** begin **

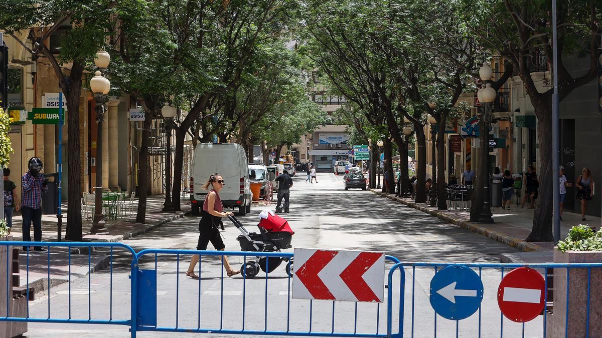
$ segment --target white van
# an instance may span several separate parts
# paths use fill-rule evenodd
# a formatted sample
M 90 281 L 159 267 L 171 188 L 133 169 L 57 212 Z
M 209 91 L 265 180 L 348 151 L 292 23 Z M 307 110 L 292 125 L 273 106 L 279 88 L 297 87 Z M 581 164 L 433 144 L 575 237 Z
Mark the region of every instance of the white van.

** end **

Go through the rows above and copy out only the lines that contain the word "instance".

Output of the task:
# an instance may span several separate parts
Mark the region of every instance of the white van.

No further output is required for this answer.